## Challenge
Pull out every line of the listing below that contains the string "mountain". Only matches with the same letter case count.

## Extracted information

>> BEGIN

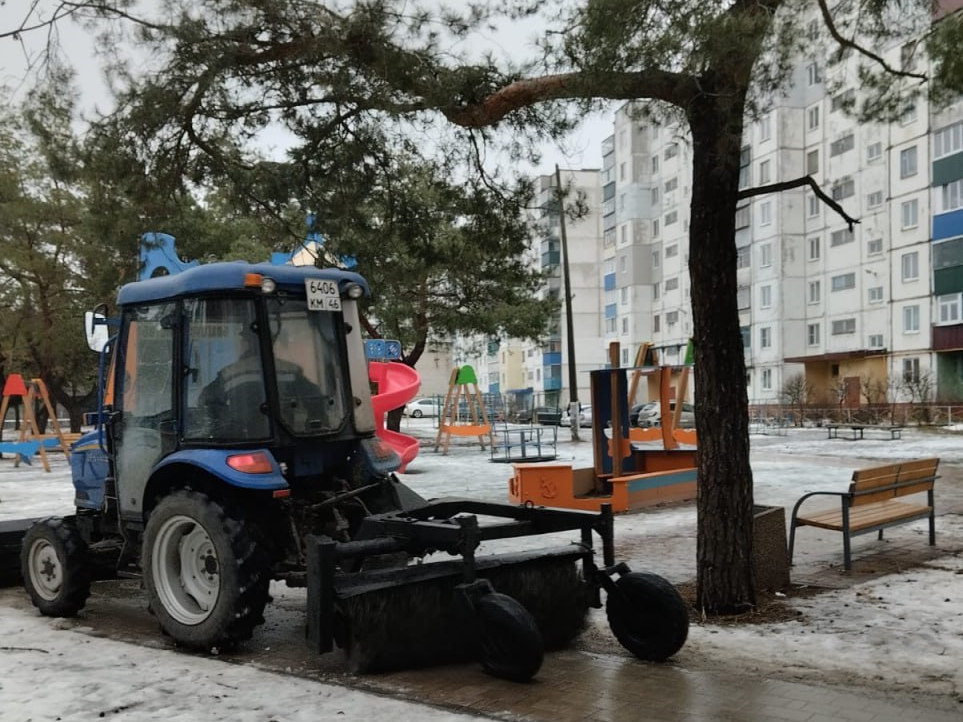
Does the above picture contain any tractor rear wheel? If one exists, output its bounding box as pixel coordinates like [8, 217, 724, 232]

>> END
>> BEGIN

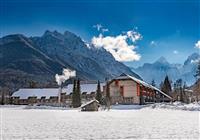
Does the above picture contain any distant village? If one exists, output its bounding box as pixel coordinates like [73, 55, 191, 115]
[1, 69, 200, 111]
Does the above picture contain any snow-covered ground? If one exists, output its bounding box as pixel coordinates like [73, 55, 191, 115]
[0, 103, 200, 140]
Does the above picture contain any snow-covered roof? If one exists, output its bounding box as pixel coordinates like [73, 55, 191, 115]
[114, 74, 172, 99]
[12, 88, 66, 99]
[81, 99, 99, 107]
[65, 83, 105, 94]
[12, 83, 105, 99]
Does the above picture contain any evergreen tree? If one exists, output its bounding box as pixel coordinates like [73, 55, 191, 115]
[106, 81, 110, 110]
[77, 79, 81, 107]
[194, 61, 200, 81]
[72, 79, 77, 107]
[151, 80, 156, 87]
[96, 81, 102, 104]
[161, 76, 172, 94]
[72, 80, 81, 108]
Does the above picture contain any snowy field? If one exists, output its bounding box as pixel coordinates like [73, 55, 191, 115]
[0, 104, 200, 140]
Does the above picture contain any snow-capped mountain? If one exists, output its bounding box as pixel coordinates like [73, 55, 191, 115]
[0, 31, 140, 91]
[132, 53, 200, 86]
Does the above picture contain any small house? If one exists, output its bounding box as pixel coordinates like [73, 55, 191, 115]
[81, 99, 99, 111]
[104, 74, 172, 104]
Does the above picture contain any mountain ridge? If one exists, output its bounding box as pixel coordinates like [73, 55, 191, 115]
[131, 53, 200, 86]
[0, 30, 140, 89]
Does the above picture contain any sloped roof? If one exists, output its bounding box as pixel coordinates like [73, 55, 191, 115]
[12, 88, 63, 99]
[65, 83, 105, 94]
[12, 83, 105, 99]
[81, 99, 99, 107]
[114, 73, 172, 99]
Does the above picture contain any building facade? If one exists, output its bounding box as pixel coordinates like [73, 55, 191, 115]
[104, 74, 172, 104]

>> END

## Finished task
Does the above picture contain any snow-capped mountain? If one exists, output its bounding box as pixel coordinates like [73, 55, 191, 115]
Does the above picture contain any mountain ridge? If one exists, output its bounding box as pixel coordinates like [73, 55, 191, 115]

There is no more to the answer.